### [DIRECTIONS]
From the line containing "the water reflection." through the last line of the records, print every line exactly and nothing more.

GIVEN ENTRIES Start Marker

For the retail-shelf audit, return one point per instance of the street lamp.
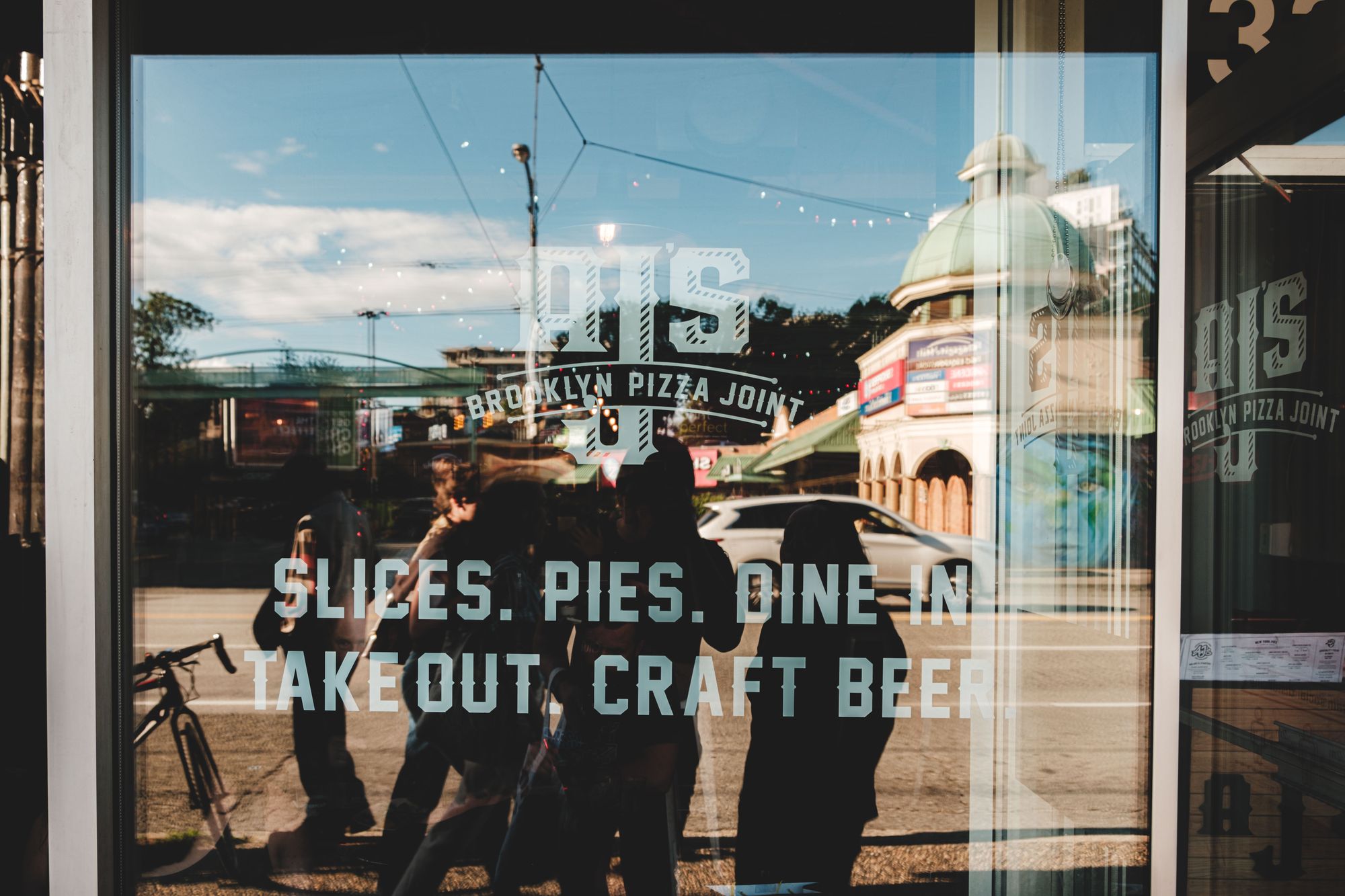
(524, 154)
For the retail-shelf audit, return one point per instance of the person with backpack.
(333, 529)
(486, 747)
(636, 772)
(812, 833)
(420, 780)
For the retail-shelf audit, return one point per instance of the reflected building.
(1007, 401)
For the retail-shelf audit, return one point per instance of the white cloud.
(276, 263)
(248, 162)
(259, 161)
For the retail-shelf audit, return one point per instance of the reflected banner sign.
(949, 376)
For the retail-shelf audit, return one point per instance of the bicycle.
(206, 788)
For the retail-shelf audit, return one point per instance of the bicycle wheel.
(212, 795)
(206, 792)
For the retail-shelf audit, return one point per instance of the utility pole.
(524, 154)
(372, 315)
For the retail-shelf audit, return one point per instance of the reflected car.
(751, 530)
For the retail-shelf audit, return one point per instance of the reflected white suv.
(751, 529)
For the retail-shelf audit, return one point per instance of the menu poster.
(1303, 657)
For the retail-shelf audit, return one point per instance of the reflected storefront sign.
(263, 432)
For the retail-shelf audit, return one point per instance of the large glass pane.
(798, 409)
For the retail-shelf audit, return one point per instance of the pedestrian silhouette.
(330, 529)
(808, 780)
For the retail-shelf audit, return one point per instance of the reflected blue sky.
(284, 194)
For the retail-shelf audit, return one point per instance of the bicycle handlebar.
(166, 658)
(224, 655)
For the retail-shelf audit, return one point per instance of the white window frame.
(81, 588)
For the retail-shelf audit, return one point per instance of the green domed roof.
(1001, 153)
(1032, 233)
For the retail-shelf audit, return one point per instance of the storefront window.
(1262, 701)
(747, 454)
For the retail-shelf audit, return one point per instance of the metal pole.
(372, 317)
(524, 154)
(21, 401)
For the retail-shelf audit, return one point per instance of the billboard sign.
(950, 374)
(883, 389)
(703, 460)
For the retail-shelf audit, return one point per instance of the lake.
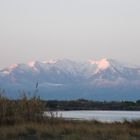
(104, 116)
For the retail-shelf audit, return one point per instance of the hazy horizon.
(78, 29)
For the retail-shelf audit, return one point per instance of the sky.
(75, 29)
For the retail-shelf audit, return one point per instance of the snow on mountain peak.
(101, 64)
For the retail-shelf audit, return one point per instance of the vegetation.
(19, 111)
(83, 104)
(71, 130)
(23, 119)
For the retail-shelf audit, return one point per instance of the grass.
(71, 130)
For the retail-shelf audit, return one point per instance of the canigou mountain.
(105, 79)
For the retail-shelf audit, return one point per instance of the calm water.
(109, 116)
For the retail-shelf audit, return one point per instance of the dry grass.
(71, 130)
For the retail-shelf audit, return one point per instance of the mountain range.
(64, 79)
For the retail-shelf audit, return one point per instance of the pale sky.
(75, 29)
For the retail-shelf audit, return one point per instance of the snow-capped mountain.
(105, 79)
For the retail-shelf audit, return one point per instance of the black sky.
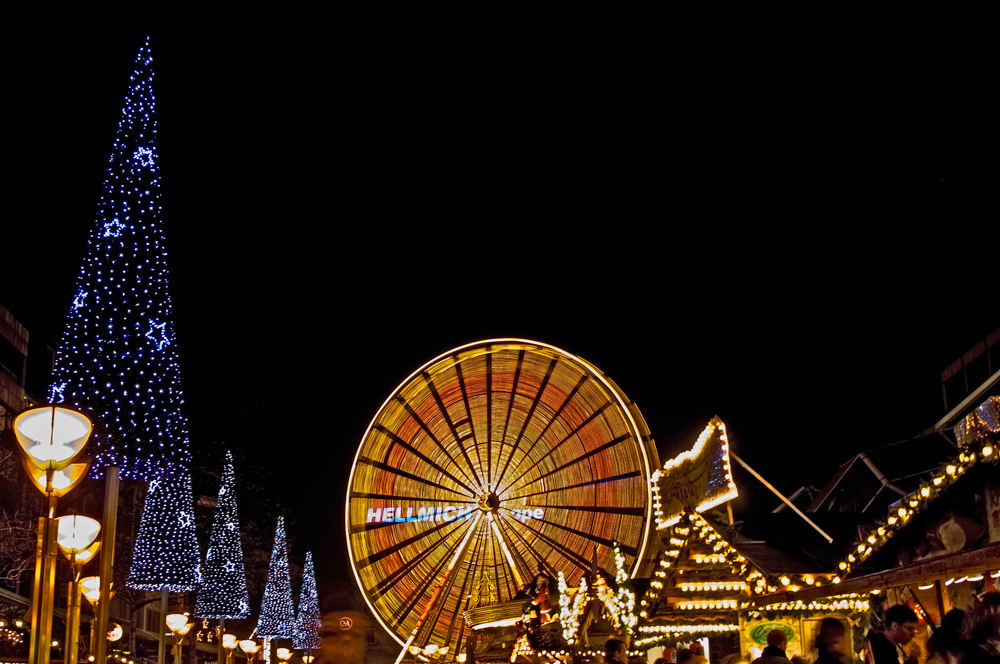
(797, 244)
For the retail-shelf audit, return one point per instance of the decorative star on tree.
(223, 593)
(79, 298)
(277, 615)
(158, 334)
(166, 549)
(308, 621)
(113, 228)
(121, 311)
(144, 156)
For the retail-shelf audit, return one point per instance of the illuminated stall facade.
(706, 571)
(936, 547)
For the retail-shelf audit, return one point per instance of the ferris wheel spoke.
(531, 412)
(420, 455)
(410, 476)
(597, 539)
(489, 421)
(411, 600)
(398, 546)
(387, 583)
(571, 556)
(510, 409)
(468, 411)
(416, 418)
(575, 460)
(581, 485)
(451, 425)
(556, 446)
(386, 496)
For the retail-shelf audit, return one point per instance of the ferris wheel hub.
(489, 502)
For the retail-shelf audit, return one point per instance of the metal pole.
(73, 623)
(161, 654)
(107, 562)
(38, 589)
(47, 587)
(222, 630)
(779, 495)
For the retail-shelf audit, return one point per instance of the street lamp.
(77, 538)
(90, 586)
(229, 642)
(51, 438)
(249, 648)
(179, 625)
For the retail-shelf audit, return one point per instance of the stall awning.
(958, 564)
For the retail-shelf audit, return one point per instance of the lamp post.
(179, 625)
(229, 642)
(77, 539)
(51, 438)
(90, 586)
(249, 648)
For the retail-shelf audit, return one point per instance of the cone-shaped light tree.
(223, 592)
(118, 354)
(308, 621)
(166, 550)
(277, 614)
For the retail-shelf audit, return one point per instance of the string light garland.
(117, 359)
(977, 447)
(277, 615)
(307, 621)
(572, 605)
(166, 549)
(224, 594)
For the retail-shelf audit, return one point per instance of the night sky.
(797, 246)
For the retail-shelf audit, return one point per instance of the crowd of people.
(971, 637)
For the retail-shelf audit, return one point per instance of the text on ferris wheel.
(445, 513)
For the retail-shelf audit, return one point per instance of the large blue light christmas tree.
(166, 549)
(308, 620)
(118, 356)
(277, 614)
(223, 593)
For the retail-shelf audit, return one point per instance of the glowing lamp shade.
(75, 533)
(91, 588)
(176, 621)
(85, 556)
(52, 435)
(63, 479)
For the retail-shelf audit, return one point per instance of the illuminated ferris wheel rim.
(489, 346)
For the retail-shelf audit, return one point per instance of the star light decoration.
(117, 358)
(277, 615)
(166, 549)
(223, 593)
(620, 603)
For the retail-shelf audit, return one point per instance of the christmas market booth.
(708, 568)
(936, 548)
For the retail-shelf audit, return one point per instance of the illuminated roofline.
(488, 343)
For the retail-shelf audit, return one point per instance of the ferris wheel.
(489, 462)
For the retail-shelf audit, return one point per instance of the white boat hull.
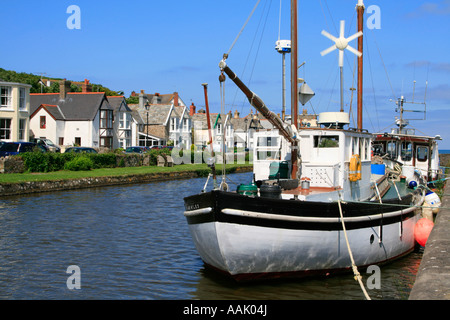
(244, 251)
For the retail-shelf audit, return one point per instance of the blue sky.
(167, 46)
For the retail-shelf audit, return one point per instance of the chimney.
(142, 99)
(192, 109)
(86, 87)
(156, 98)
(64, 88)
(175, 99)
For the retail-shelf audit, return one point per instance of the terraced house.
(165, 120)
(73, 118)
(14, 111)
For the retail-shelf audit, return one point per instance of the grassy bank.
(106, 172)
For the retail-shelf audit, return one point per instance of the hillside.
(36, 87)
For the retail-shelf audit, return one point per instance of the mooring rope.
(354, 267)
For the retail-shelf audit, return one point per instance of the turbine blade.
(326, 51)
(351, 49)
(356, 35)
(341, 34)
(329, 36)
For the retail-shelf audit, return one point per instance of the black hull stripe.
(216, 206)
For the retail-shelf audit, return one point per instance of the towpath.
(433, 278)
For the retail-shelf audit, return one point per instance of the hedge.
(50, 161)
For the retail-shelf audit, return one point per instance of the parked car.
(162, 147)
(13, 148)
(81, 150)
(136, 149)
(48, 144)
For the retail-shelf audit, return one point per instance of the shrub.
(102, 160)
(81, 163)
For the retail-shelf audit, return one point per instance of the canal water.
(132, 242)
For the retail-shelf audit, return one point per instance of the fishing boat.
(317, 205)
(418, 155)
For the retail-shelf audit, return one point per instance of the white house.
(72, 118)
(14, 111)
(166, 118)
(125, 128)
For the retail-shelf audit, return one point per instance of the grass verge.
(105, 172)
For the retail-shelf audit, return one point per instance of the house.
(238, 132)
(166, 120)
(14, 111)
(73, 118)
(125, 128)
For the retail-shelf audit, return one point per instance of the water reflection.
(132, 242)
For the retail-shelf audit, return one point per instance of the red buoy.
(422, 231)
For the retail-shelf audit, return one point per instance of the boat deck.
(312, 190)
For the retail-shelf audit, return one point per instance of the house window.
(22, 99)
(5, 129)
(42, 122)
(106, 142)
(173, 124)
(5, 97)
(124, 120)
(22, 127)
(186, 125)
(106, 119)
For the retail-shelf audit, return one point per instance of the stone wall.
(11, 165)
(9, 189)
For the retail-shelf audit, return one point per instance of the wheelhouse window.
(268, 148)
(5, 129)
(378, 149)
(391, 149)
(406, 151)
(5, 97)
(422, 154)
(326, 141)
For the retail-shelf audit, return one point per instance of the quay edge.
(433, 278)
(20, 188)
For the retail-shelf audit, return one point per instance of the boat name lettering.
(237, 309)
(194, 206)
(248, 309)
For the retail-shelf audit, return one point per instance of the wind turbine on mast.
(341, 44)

GIVEN ENTRIES End Marker

### [YOUR RESPONSE]
For the retail-shelf audit, return one point per instance of the water reflection.
(132, 242)
For the retail-shelf audit, return one point per instance of the red buoy.
(422, 231)
For the retail-shelf audit, return one point per instance of the boat deck.
(312, 190)
For the retail-shelf audit, return one point per instance of the house window.
(22, 99)
(5, 129)
(42, 122)
(106, 142)
(173, 124)
(5, 97)
(124, 120)
(22, 127)
(186, 125)
(106, 119)
For the retail-shelf audit, return one point per instance of the stone wall.
(11, 165)
(9, 189)
For the retail-shelf audit, return one point per instance of the wheelhouse window.
(268, 148)
(5, 129)
(378, 149)
(391, 149)
(406, 151)
(5, 97)
(422, 154)
(326, 141)
For the retail-shelf audit, return one point per instance of the quay edge.
(433, 278)
(20, 188)
For the retail-shelf audit, return one point per instance of the boat name lettering.
(237, 309)
(194, 206)
(248, 309)
For the retail-shelf audit, return one point per instance of the wind turbine on mast.
(341, 44)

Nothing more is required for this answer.